Page extract:
━━━━━━
St Patrick’s High School on Murree Road opened its doors in 1927 with just three students as part of the Holy Family Hospital (HFH).
It was opened by nuns from an American mission, which also established the hospital. The school was attached to a local church, and aimed to cater to middle class students in the area.
The institution, initially a primary school, gradually rose to the high school level. Unlike other missionary schools in the city, which taught in English, St Patrick’s was an Urdu medium institution.
In 1944, HFH moved to a new building in Satellite Town. The old hospital building was given to the St Mary school, while St Patrick’s remained where it was. There were three missionary schools in the area at the time – St Patrick’s, St Teresa and St Mary. Some 10 years later, St Patricks moved to its present building on Murree Road, on the same premises.
The school was nationalised in the 70s and run by the Punjab education department until 2000. The school then came under the management of the Lahore Diocesan Board of Education and linked with the Manchester Diocesan Board of Education, which is also affiliated with the Rawalpindi Board of Intermediate and Secondary Education.
━━━━━━
Data supplied:
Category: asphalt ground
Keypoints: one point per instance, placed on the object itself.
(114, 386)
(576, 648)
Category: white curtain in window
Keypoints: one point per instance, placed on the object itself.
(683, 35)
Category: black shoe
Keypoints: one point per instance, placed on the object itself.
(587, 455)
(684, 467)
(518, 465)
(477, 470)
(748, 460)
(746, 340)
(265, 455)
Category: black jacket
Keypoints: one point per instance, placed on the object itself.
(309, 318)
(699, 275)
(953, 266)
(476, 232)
━━━━━━
What this exercise asks:
1 – Answer these questions about St Patrick's High School:
(a) How many students did it have when it opened in 1927?
(b) Where did HFH move in 1944?
(c) Who ran the school until 2000?
2 – Does the text on St Patrick's High School support each statement? Answer yes or no, and quote the words that decide it.
(a) St Patrick's taught in English, like the other missionary schools in the city.
(b) The old hospital building went to the St Mary school.
(c) The school was nationalised in the 1960s.
The lines have no role here.

Solved problems:
1 –
(a) Three students.
(b) To a new building in Satellite Town.
(c) The Punjab education department.

2 –
(a) No: "Unlike other missionary schools in the city, which taught in English, St Patrick’s was an Urdu medium institution."
(b) Yes: "The old hospital building was given to the St Mary school"
(c) No: "The school was nationalised in the 70s"